- [Instrucciones de la tarea]: En el texto sobre la traducción y el lenguaje figurado, ¿quién había recordado antes que Roman Jakobson que el significado de un signo es siempre su traducción a otro signo?

Ahora bien, para imaginar cómo nació semejante utopía no estaríamos desorientados si explorásemos los mecanismos que permiten adquirir conciencia de que “hay lengua” y “la lengua es la lengua”. Nada más apropiado para intuir el nacimiento de la traducción y su conflictiva asociación a lo literario que lo que suele denominarse lenguaje figurado, tan difícil de definir sin evocar las imperceptibles, casi involuntarias operaciones que permiten descubrir ‘el cielo’ o ‘el Paraíso’ en un verso como “Alma región luciente” y ‘la beatitud’ o ‘la redención’ en una frase como “dulces pastos”. La existencia del lenguaje figurado prueba que Roman Jakobson no se equivocaba al distinguir la traducción intra de la interlingüística (o la intersemiótica, ya fuera del ámbito verbal), pero también al recordarnos —como antes lo había hecho Charles Peirce— que el significado de un signo es siempre su traducción a otro signo[4]. Sospecho que si alguna vez el ser humano se aventuró a traducir una palabra de una lengua a otra (o a pintar su sentido o sus sonidos, traduciéndola a la escritura) fue porque primero había conocido la posibilidad de hacer traspasos dentro de su idioma con sinónimos o paráfrasis. Sin embargo, la situación pronto se complica y surge lo que he tildado de utópico. Cuando la sociedad acuerda que la expresión puede tener un nivel figurado y otro literal, cuando reconoce la imperiosa necesidad de Fray Luis de decir “Alma región luciente” en vez de “cielo” o “Paraíso”, valida una práctica tácita de la traducción mientras condena al limbo de lo no creador o prosaico una práctica explícita. En nuestra tradición lo poético no es sólo lo perdido en la traducción, como Robert Frost y, antes que él, Friedrich Schlegel planteaban, sino lo que la niega y hasta prohíbe con una sonrisa.

Un bloque de datos
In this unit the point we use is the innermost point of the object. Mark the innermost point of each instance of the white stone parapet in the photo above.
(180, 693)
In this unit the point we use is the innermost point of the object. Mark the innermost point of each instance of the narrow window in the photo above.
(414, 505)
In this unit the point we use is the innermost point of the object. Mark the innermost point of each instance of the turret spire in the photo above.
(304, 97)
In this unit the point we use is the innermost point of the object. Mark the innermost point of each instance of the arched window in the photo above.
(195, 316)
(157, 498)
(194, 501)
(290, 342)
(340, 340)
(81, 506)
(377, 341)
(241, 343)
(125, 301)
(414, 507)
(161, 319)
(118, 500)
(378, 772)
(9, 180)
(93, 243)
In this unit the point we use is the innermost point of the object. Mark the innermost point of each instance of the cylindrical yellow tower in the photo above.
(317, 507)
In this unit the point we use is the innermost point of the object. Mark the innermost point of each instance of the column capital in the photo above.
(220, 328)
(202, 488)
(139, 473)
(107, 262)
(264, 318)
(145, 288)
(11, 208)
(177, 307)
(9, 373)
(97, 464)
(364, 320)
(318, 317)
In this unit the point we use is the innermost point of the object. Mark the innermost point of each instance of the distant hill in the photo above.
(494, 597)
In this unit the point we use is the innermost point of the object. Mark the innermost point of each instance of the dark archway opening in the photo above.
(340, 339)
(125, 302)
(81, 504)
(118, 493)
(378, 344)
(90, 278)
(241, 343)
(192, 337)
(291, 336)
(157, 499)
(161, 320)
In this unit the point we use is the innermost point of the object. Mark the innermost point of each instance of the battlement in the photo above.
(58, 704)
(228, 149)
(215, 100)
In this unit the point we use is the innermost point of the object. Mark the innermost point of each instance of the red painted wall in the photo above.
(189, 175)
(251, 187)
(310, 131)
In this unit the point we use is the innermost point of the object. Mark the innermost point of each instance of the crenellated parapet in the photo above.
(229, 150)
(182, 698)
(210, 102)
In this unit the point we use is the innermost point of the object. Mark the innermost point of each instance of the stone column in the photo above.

- [Respuesta]: Charles Peirce.